■ TASK DESCRIPTION
Output the line that contains "Reviewer note: make sure each instance of the dark" and every line after it to the end of the entries, with nothing added or left out.
◇ ◇ ◇ ◇ ◇ ◇ ◇
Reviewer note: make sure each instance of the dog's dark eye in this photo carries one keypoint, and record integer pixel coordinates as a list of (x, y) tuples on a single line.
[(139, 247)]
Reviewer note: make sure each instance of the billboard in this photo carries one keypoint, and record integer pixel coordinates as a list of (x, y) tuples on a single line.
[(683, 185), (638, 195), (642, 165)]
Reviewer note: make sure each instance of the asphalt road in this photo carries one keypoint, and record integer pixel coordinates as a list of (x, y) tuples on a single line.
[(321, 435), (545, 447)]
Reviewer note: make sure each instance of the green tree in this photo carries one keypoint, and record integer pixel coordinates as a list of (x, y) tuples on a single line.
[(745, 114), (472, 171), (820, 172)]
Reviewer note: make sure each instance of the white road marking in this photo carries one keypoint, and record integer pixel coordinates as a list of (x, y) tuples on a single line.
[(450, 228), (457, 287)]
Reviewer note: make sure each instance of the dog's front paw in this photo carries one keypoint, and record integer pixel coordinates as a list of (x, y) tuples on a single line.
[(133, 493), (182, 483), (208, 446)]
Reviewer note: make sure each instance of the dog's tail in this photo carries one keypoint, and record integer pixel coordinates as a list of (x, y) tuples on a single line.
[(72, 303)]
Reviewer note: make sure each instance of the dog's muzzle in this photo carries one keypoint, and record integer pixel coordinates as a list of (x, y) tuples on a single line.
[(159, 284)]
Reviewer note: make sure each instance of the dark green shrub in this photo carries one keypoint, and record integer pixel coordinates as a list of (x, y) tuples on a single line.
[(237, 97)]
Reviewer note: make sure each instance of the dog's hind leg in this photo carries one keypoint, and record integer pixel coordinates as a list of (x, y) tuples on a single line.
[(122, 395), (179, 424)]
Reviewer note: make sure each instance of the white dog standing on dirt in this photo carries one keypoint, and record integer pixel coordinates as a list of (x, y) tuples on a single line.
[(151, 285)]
◇ ◇ ◇ ◇ ◇ ◇ ◇
■ TASK SOLUTION
Reviewer note: make sure each instance of the dark green shrub in this photo carries one keypoint, and record integer pixel coordinates as a list of (x, y) tuples on a single line.
[(237, 97)]
Reviewer note: make sure each instance of the dog's hind leg in this photo carries one keypoint, and record integer pixel coordinates as a list of (x, y) tuples on a single line.
[(122, 395), (179, 424)]
Reviewer note: make sure each instance of the white dog standing on dirt in this photo carries one keypoint, and record integer pixel coordinates as a list of (x, y) tuples on a single line.
[(151, 285)]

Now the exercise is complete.